Task -
Count the lines in the material below that contain the string "patch", with case mattering, and reply with only that number.

Material provided -
==========
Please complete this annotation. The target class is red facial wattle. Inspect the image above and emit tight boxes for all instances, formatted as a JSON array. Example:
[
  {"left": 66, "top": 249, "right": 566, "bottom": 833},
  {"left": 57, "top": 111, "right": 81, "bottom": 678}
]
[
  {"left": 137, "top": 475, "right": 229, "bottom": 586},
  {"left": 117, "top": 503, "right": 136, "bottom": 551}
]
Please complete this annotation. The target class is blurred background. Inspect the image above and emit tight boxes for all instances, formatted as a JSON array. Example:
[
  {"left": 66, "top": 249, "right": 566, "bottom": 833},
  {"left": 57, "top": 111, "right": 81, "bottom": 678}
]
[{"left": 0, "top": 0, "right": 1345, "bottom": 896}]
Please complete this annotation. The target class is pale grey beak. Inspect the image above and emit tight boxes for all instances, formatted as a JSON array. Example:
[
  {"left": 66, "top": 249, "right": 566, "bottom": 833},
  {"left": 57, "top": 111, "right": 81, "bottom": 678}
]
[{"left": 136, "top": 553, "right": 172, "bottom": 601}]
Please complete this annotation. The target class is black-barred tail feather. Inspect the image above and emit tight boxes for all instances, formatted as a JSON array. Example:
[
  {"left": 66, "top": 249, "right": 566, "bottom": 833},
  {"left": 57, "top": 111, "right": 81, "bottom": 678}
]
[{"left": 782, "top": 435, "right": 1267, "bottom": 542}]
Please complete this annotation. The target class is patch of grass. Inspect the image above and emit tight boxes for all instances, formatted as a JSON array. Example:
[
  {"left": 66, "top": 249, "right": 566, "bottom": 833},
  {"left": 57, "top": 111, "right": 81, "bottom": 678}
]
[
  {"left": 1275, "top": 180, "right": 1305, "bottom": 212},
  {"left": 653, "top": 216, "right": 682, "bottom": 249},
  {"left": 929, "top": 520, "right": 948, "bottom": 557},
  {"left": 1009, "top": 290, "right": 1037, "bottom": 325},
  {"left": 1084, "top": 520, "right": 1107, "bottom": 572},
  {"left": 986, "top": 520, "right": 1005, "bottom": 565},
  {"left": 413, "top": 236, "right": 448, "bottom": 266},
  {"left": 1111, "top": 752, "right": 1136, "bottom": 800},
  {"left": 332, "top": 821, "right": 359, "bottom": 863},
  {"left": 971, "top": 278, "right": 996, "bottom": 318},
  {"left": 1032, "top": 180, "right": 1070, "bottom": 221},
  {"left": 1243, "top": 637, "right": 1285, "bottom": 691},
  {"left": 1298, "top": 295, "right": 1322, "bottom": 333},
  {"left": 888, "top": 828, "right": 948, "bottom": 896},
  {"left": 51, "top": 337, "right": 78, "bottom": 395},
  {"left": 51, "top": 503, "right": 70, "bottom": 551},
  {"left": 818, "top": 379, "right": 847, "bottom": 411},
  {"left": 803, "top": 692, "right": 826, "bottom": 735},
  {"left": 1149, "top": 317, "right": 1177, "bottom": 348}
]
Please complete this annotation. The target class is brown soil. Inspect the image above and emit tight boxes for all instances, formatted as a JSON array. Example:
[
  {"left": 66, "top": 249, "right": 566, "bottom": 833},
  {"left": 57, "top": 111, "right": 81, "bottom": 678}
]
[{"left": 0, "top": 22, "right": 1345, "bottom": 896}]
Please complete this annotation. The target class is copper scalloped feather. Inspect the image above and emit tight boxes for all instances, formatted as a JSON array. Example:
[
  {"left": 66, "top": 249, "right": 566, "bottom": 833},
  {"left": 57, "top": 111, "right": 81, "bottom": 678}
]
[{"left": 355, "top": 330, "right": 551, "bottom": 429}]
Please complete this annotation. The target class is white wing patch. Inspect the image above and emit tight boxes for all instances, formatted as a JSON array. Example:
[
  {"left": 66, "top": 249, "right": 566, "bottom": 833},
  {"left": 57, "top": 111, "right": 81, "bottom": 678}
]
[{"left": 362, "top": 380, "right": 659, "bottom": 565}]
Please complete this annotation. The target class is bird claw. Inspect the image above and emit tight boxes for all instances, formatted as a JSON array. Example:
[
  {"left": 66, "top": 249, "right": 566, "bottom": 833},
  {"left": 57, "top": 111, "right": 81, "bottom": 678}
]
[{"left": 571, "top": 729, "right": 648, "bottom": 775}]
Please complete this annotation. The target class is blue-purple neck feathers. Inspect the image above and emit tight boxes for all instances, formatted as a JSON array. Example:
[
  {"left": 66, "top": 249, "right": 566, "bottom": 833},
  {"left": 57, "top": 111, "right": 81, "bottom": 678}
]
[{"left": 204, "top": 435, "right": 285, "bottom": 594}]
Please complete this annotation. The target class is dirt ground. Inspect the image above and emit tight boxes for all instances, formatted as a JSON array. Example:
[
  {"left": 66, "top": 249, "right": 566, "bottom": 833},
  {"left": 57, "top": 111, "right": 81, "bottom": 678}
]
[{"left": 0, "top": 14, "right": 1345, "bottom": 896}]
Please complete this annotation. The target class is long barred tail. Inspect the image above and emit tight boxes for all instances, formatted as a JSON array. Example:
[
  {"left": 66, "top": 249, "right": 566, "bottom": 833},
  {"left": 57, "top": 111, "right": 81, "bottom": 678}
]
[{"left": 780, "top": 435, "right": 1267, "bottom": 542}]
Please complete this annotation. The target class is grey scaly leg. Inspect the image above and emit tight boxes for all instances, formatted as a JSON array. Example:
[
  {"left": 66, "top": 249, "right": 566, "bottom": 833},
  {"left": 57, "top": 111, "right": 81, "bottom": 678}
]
==========
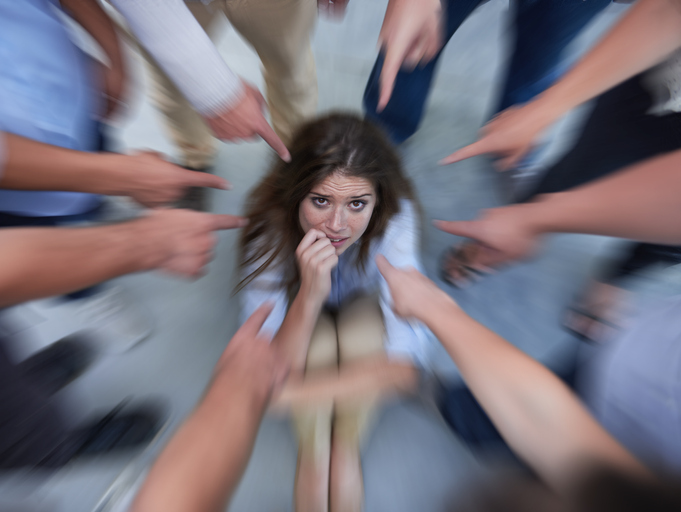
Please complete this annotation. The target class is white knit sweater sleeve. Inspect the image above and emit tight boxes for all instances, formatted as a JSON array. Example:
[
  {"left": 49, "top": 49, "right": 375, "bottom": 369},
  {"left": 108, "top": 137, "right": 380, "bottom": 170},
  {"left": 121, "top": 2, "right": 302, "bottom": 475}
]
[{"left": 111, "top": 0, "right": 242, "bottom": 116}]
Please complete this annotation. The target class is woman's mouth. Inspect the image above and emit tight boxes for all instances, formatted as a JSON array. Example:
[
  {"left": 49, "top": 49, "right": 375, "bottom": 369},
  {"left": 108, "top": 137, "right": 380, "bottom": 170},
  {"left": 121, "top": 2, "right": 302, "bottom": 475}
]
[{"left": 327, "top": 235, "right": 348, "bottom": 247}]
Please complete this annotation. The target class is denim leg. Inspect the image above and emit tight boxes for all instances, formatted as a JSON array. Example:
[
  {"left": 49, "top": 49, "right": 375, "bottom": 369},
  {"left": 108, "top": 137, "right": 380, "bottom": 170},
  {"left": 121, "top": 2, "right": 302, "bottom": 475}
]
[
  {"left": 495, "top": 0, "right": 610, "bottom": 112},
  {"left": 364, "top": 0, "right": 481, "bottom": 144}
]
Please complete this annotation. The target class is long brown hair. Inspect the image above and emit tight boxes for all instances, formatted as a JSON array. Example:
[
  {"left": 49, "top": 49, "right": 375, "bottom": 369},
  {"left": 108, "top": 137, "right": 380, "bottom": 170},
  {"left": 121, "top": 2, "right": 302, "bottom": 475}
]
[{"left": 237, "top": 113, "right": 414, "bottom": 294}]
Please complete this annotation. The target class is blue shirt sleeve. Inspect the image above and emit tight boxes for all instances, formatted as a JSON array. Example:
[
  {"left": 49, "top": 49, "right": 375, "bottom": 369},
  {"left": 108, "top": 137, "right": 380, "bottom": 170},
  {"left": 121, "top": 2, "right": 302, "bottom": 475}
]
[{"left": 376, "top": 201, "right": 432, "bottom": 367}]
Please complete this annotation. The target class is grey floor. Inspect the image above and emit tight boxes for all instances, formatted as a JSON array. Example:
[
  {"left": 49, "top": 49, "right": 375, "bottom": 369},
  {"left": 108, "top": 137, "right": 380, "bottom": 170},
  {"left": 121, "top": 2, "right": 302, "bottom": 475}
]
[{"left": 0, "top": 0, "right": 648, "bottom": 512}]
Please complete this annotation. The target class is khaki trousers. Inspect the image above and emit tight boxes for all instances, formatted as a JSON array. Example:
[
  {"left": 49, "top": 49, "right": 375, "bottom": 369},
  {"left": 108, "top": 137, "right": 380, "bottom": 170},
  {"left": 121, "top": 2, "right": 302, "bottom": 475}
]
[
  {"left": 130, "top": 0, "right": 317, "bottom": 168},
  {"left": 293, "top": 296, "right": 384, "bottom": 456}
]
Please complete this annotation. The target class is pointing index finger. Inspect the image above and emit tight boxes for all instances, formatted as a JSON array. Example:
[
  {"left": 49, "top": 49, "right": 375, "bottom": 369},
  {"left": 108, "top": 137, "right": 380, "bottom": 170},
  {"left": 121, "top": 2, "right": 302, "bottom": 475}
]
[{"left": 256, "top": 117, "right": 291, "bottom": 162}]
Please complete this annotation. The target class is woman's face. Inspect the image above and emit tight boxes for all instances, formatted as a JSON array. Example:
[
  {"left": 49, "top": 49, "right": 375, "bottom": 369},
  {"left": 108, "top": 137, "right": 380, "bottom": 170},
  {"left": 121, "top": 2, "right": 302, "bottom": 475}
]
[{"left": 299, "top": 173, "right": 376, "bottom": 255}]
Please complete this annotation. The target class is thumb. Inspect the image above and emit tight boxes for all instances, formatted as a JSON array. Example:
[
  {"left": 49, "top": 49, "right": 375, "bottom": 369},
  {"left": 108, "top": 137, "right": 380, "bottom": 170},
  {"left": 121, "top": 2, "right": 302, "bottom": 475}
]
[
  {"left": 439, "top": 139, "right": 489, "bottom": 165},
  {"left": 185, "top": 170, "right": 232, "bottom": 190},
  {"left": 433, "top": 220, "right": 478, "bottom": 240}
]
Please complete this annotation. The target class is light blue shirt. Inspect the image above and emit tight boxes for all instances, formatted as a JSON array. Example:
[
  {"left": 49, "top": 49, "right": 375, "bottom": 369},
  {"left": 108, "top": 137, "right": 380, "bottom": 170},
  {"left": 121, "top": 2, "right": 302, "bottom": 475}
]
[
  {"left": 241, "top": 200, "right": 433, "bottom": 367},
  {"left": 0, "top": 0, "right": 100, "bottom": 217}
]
==========
Exercise output -
2